**Description of the task**.
Copy out all of the material below, swapping "Kindly" for "Please" wherever it occurs and leaving everything else as it is.

**Recorded data**.
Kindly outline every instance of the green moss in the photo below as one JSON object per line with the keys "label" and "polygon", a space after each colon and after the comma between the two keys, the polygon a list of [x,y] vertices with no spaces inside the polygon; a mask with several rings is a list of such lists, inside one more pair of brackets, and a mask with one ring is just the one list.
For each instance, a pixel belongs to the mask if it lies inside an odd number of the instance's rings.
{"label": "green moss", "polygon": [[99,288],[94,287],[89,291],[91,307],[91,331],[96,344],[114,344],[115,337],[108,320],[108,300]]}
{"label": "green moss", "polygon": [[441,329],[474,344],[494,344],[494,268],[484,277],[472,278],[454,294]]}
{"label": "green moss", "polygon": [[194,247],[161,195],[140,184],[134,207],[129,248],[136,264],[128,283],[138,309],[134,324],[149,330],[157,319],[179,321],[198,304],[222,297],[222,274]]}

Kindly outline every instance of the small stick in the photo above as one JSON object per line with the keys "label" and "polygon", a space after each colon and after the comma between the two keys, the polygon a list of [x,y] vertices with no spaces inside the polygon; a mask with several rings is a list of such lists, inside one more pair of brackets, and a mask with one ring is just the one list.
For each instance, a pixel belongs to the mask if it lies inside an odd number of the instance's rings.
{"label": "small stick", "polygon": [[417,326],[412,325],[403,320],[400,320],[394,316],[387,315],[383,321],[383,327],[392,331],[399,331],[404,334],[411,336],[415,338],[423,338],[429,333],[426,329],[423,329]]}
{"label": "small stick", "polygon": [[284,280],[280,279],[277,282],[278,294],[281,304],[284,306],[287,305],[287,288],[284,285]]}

**Answer to this problem**.
Please outline every instance of the green moss in the photo below as one JSON object per line with the keys "label" and "polygon", a space after each colon and after the comma between the two keys, the polygon a list of [x,y] vertices with no spaces inside the polygon; a mask with several rings is a list of such lists, inside one more pair of brackets, and a mask with one ring is just the one list.
For each instance, a pixel belongs to the mask if it lies inside an odd number of the instance's rings.
{"label": "green moss", "polygon": [[99,288],[94,287],[89,291],[91,307],[91,331],[96,344],[114,344],[115,337],[108,320],[108,300]]}
{"label": "green moss", "polygon": [[441,329],[474,344],[494,344],[494,268],[484,277],[472,278],[454,294]]}
{"label": "green moss", "polygon": [[194,247],[161,195],[140,184],[134,207],[129,248],[136,264],[128,283],[138,309],[134,324],[149,330],[157,319],[179,321],[198,304],[222,297],[222,274]]}

Please outline every instance of the small stick in the photo above as one JSON object per line with the keys "label" and "polygon", a space after each colon and after the comma between the two keys, the polygon a list of [x,y] vertices with no spaces inside the polygon; a mask with several rings is a list of such lists, inside one more pair of brackets, and a mask with one ring is just the one list.
For each instance, a pixel belongs to the mask if it lies inside an odd number of the instance's rings.
{"label": "small stick", "polygon": [[417,326],[412,325],[403,320],[400,320],[394,316],[387,315],[383,321],[383,327],[392,331],[399,331],[404,334],[411,336],[415,338],[423,338],[429,333],[426,329],[423,329]]}
{"label": "small stick", "polygon": [[284,280],[280,279],[277,282],[278,294],[281,304],[284,306],[287,305],[287,288],[284,285]]}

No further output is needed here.